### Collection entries
━━━━━━━━━━━━━━━━━━━━

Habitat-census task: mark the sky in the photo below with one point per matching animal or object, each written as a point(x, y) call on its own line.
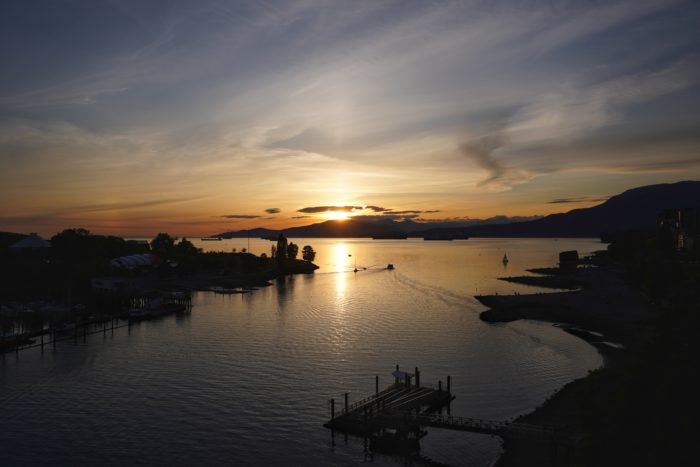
point(193, 118)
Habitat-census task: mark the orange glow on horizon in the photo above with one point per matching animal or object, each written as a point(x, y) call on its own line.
point(337, 215)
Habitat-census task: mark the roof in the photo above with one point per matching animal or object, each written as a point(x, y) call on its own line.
point(31, 241)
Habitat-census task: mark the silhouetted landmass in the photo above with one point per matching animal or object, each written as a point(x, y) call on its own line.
point(640, 408)
point(637, 208)
point(362, 227)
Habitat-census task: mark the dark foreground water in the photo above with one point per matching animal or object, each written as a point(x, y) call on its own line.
point(246, 379)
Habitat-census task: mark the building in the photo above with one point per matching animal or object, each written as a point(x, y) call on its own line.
point(30, 242)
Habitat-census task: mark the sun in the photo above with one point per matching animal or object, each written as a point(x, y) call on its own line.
point(337, 215)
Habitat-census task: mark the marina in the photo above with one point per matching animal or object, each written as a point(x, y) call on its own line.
point(395, 419)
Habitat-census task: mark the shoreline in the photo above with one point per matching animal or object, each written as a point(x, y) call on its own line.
point(609, 314)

━━━━━━━━━━━━━━━━━━━━

Without the images, write out each line of the data verbatim.

Habitat-census task: mark the sky in the photo below with one point per matching animal or object, each written as a point(x, y) call on its own line.
point(193, 118)
Habitat-census task: mark the orange glow on horizon in the photo above with one point per matching animal or object, each written as a point(x, y) call on its own line.
point(337, 215)
Habitat-census task: mark the roof in the photo above with one point per matching animal or object, each written as a point(x, y) call on its own line.
point(31, 241)
Habitat-census task: mark the silhouetted landmass in the photo above with one point per matching animal or object, each written as a point(x, y) call on its own line.
point(640, 408)
point(637, 208)
point(362, 227)
Habitat-census task: mark the dark foreground water in the photo above with one point per matching animal or object, each written as a point(x, y) call on its own line.
point(246, 379)
Habitat-census task: mark the building in the photo above with one point per matching animal or object, each written as a point(x, y) call on its own line.
point(30, 242)
Habitat-census task: mark the sun in the photo above with one point per matching animal or object, each written as a point(x, y) call on its own line.
point(337, 215)
Habitat-census task: mark the marina in the photo above with one point per matching animal or object, each written as a point(x, y) call on its own line.
point(395, 419)
Habitat-census task: mark the shoreline in the photo above with one point per matching animal or object, each written as a point(x, y) call on its own line.
point(609, 314)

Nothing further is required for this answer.